--- BEGIN DATA EXCERPTS ---
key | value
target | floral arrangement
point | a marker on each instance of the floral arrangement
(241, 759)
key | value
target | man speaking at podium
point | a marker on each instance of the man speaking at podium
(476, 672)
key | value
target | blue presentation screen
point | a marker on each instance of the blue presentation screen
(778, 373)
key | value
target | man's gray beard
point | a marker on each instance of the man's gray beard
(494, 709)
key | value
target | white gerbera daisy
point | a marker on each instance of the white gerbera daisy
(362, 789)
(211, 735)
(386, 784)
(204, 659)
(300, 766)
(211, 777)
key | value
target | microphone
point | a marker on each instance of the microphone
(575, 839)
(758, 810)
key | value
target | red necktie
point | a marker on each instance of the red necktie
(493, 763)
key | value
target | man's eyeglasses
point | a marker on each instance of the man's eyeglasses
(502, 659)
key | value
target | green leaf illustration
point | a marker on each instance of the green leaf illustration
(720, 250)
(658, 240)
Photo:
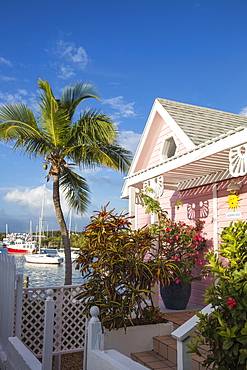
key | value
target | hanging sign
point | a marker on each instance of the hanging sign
(234, 215)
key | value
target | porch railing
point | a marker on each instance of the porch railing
(182, 335)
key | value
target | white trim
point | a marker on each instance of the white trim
(158, 108)
(202, 151)
(163, 156)
(215, 217)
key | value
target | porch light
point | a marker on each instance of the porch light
(234, 187)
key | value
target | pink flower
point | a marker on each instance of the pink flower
(175, 259)
(231, 302)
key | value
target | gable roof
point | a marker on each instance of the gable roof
(201, 124)
(209, 135)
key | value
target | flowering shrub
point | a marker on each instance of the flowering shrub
(225, 331)
(117, 276)
(182, 244)
(153, 315)
(177, 241)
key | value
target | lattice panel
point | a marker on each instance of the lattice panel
(69, 323)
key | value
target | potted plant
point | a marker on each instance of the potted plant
(225, 330)
(182, 244)
(179, 243)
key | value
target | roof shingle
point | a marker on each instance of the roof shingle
(201, 124)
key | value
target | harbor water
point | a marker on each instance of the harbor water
(42, 275)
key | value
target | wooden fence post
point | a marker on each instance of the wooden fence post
(48, 332)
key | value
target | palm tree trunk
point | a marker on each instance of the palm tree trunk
(64, 231)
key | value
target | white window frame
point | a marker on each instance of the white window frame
(165, 146)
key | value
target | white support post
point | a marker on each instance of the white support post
(18, 316)
(94, 335)
(132, 206)
(215, 216)
(48, 332)
(184, 360)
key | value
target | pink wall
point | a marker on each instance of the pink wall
(153, 144)
(198, 204)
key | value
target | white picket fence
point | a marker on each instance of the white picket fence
(7, 300)
(22, 315)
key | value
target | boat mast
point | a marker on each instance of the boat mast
(41, 220)
(70, 215)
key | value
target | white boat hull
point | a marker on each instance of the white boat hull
(44, 258)
(74, 254)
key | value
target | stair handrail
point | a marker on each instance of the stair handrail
(182, 336)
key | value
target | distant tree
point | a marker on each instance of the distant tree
(52, 135)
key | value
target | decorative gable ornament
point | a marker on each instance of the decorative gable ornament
(238, 160)
(157, 186)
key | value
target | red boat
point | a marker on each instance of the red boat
(20, 245)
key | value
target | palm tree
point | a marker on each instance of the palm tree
(87, 142)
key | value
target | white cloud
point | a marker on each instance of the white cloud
(5, 62)
(243, 111)
(124, 109)
(21, 96)
(129, 140)
(73, 57)
(6, 78)
(66, 72)
(30, 200)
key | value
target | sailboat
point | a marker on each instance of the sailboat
(74, 252)
(43, 256)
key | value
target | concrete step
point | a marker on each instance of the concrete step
(164, 355)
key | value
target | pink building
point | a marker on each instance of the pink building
(196, 155)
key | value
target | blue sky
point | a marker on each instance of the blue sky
(133, 51)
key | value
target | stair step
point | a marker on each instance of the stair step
(153, 361)
(164, 355)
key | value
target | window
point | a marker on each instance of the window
(169, 148)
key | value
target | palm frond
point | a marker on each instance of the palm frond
(74, 94)
(54, 120)
(109, 155)
(76, 190)
(16, 119)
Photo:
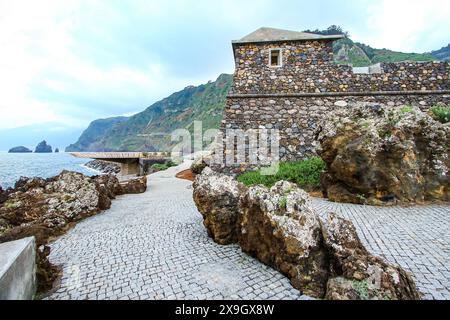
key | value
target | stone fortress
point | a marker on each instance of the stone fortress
(288, 81)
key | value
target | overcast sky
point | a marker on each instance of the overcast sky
(70, 62)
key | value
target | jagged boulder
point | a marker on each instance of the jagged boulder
(46, 208)
(45, 205)
(217, 199)
(134, 185)
(280, 228)
(381, 155)
(355, 274)
(3, 195)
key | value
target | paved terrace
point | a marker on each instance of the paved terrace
(154, 246)
(131, 163)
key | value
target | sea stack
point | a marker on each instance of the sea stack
(20, 149)
(43, 147)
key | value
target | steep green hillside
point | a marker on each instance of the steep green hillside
(150, 130)
(90, 138)
(442, 54)
(360, 55)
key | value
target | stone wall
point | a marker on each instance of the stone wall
(18, 269)
(294, 97)
(297, 117)
(308, 67)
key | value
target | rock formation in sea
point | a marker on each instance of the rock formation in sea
(20, 149)
(323, 258)
(46, 208)
(43, 147)
(381, 155)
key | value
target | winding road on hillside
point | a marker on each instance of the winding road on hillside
(154, 246)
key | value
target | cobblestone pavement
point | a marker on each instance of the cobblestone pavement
(416, 238)
(154, 246)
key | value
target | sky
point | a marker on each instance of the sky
(66, 63)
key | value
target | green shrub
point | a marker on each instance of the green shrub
(406, 109)
(159, 167)
(441, 113)
(305, 173)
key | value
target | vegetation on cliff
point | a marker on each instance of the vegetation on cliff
(360, 55)
(305, 174)
(150, 130)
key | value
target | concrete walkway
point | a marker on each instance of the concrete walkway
(154, 246)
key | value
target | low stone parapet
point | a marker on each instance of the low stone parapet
(18, 269)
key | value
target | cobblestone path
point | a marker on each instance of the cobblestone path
(154, 246)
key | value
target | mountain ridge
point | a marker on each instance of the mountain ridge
(150, 129)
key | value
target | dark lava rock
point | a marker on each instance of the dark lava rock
(383, 155)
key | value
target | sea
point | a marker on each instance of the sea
(44, 165)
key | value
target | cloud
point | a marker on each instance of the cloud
(408, 25)
(70, 62)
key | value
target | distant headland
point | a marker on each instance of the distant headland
(42, 147)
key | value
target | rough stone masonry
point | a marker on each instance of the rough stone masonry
(294, 93)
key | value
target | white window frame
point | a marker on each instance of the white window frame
(280, 58)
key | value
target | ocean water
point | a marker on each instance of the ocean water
(45, 165)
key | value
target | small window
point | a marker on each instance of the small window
--- END DATA EXCERPTS ---
## DO THIS
Take the records above and transcribe them exactly, dropping every picture.

## THE ANSWER
key | value
target | floral arrangement
point | a marker on each instance of the floral arrangement
(241, 759)
key | value
target | man speaking at podium
point | a marker on each instance of the man speaking at podium
(476, 672)
key | value
target | blue presentation screen
point | a marker on each instance of the blue presentation screen
(778, 373)
key | value
target | man's gray beard
point | a marker on each instance of the man's gray beard
(494, 709)
key | value
target | white gerbera daisy
point | a marker on each instance of the white gerbera daisy
(362, 789)
(211, 735)
(386, 784)
(204, 659)
(300, 766)
(211, 777)
key | value
target | microphone
point | a marker on each instance of the microphone
(575, 839)
(758, 810)
key | value
target | red necktie
point | a marker on each instance of the red necktie
(493, 763)
key | value
target | man's eyeglasses
point | a marker on each instance of the man's eyeglasses
(502, 659)
key | value
target | green leaf illustration
point | a marker on each instance of the green leaf illustration
(720, 250)
(658, 240)
Photo:
key | value
target | hanging sign
point | a marker on each instance of the hanging sign
(234, 215)
key | value
target | porch railing
point | a marker on each instance of the porch railing
(182, 335)
key | value
target | white trim
point | a marker on each instance of the white trim
(158, 108)
(202, 151)
(163, 156)
(215, 217)
key | value
target | porch light
point | a marker on each instance of the porch light
(234, 187)
key | value
target | pink flower
point | a marker on each instance of the pink flower
(175, 259)
(231, 302)
key | value
target | gable roof
point | a marker on each instance of the gable roof
(201, 124)
(209, 135)
key | value
target | flowering shrub
point | a marker on each instance of the flowering shrub
(225, 331)
(117, 276)
(182, 244)
(153, 315)
(177, 241)
key | value
target | lattice panel
point | a marker on each instance of the lattice panel
(69, 323)
key | value
target | potted plant
point | a marker on each instance of the potted plant
(225, 330)
(182, 244)
(179, 243)
key | value
target | roof shingle
point | a marker on each instance of the roof shingle
(201, 124)
key | value
target | harbor water
point | a marker on each instance of the harbor water
(42, 275)
key | value
target | wooden fence post
point | a marker on each instance of the wooden fence post
(48, 332)
key | value
target | palm tree trunk
point | a marker on each instance of the palm tree trunk
(64, 231)
key | value
target | white window frame
point | a marker on each instance of the white window frame
(165, 146)
key | value
target | white support post
point | a marker on each instance of the white support post
(18, 316)
(94, 335)
(132, 206)
(215, 216)
(48, 332)
(184, 360)
key | value
target | pink wall
point | a marker on each instance of the pink wall
(153, 144)
(198, 204)
key | value
target | white picket fence
point | a marker on each instance of the white picket fence
(7, 300)
(22, 315)
key | value
target | boat mast
point | a marker on each instance of the boat mast
(41, 220)
(70, 215)
key | value
target | white boat hull
point | a marker on each instance of the white boat hull
(44, 258)
(74, 254)
key | value
target | stair handrail
point | a marker on each instance of the stair handrail
(182, 336)
key | value
target | distant tree
point | a marker on each instance of the distant tree
(52, 135)
key | value
target | decorative gable ornament
point | a marker on each instance of the decorative gable ornament
(238, 160)
(157, 186)
key | value
target | red boat
point | a marker on each instance of the red boat
(20, 245)
key | value
target | palm tree
point | a marker on each instance of the palm tree
(87, 142)
key | value
target | white cloud
point | a marker on each instance of the white cloud
(5, 62)
(243, 111)
(124, 109)
(21, 96)
(129, 140)
(73, 57)
(6, 78)
(66, 72)
(30, 200)
key | value
target | sailboat
point | a marker on each instance of the sailboat
(74, 252)
(43, 256)
key | value
target | concrete step
point | a marker on each instance of the concrete step
(164, 355)
key | value
target | pink building
point | a marker on each instance of the pink building
(196, 155)
key | value
target | blue sky
point | a marker on each instance of the blue sky
(133, 51)
key | value
target | stair step
point | a marker on each instance of the stair step
(153, 361)
(164, 355)
key | value
target | window
point | a marker on each instance of the window
(169, 148)
key | value
target | palm frond
point | a marker on each instance of the palm frond
(74, 94)
(54, 120)
(109, 155)
(76, 190)
(16, 119)
Photo:
key | value
target | stone fortress
point | a marker on each instance of the stone fortress
(288, 81)
key | value
target | overcast sky
point | a marker on each instance of the overcast sky
(70, 62)
key | value
target | jagged boulder
point | a marker on each instance of the jagged boulder
(46, 208)
(45, 205)
(217, 199)
(134, 185)
(280, 228)
(381, 155)
(355, 274)
(3, 195)
key | value
target | paved terrace
point | a marker on each instance of the paved terrace
(154, 246)
(131, 163)
key | value
target | sea stack
point | a marker on each instance of the sea stack
(20, 149)
(43, 147)
key | value
target | steep green hillside
point | a marker on each instance of the steep green hillside
(150, 130)
(90, 138)
(442, 54)
(360, 55)
key | value
target | stone wall
point | a marker on each instance of the stone wall
(18, 269)
(294, 97)
(297, 117)
(308, 67)
key | value
target | rock formation in sea
point | a marker on each instance of the rock formation in sea
(20, 149)
(323, 258)
(46, 208)
(43, 147)
(381, 155)
key | value
target | winding road on hillside
point | a marker on each instance of the winding road on hillside
(154, 246)
key | value
target | cobblestone pavement
point | a marker on each instance of the cobblestone pavement
(416, 238)
(154, 246)
key | value
target | sky
point | a marker on each instance of the sky
(66, 63)
key | value
target | green shrub
point | a marker on each instance of the green shrub
(406, 109)
(159, 167)
(441, 113)
(305, 173)
key | value
target | vegetation on cliff
point | a marker on each instance of the vegetation on cliff
(360, 55)
(305, 174)
(150, 130)
key | value
target | concrete walkway
point | a marker on each instance of the concrete walkway
(154, 246)
key | value
target | low stone parapet
point | a marker on each instance of the low stone parapet
(18, 269)
key | value
target | cobblestone path
point | a marker on each instance of the cobblestone path
(154, 246)
key | value
target | mountain ridge
point | a marker on each instance of the mountain ridge
(150, 129)
key | value
target | dark lava rock
point | a marker on each instance of the dark lava rock
(383, 155)
key | value
target | sea
point | a marker on each instance of the sea
(44, 165)
key | value
target | cloud
point | a marker on each instance of the cloud
(408, 25)
(70, 62)
key | value
target | distant headland
point | a marker on each instance of the distant headland
(42, 147)
key | value
target | rough stone masonry
point | a marker on each instance of the rough stone masonry
(294, 93)
key | value
target | white window frame
point | a marker on each instance of the white window frame
(280, 58)
key | value
target | ocean water
point | a marker on each instance of the ocean water
(45, 165)
key | value
target | small window
point | a marker on each instance of the small window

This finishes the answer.